• WHAT YOU NEED TO DO: Transcribe the records below exactly, leaving out any pictures.

[Stored data entries]

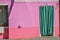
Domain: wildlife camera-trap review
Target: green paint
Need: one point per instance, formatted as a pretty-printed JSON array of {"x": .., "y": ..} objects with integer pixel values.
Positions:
[{"x": 46, "y": 20}]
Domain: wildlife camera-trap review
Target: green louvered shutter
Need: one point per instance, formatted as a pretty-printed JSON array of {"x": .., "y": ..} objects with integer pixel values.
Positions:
[{"x": 46, "y": 20}]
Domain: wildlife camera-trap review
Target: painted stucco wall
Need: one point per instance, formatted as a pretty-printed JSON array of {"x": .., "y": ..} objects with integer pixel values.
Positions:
[{"x": 26, "y": 15}]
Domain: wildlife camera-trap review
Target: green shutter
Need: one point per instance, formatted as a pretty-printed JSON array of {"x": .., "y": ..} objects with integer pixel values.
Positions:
[{"x": 46, "y": 20}]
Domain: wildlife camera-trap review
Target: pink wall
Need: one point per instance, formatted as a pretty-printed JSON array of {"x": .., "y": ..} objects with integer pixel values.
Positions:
[{"x": 27, "y": 16}]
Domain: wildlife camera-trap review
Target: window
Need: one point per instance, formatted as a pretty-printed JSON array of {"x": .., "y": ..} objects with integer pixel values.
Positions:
[{"x": 3, "y": 16}]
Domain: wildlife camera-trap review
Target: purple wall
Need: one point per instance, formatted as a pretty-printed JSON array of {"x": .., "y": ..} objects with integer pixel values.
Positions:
[{"x": 26, "y": 15}]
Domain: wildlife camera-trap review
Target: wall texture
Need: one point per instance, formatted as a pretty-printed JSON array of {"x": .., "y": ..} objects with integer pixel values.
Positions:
[{"x": 26, "y": 15}]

• REPLY:
Domain: wildlife camera-trap review
Target: green paint
Need: one point per instance, formatted as a pretty-printed JSON array of {"x": .., "y": ..} objects with integer pixel values.
Positions:
[{"x": 46, "y": 20}]
Domain: wildlife camera-trap review
Target: green louvered shutter
Need: one point per instance, formatted as a pretty-printed JSON array of {"x": .., "y": ..} objects with integer pixel values.
Positions:
[{"x": 46, "y": 20}]
Domain: wildlife camera-trap review
Target: painted stucco wall
Need: one point per instance, formatted as a pretty-printed JSON array of {"x": .., "y": ..} objects with integer pixel values.
Positions:
[{"x": 26, "y": 15}]
Domain: wildlife camera-trap review
Target: green shutter
Need: one point per instance, formatted as a pretty-printed JSON array of {"x": .., "y": ..} objects with integer pixel values.
Positions:
[{"x": 46, "y": 20}]
Domain: wildlife camera-trap review
Target: pink wall
Need: one point per instance, formatted as a pretty-printed JSON array of {"x": .., "y": ..} objects with integer pixel values.
Positions:
[{"x": 27, "y": 16}]
Domain: wildlife camera-trap review
Target: window
Need: one point per instance, formatted as a pretty-printed JSON array of {"x": .., "y": ..} objects with integer pixel values.
Positions:
[{"x": 3, "y": 16}]
Domain: wildlife camera-trap review
Target: purple wall
Need: one point per instance, formatted as a pretty-printed JSON array of {"x": .., "y": ..} objects with integer pixel values.
Positions:
[{"x": 26, "y": 15}]
Domain: wildlife camera-trap review
Target: wall texture
Need: one point per instance, formatted as a pretty-printed JSON array of {"x": .., "y": ..} objects with integer pixel values.
Positions:
[{"x": 26, "y": 15}]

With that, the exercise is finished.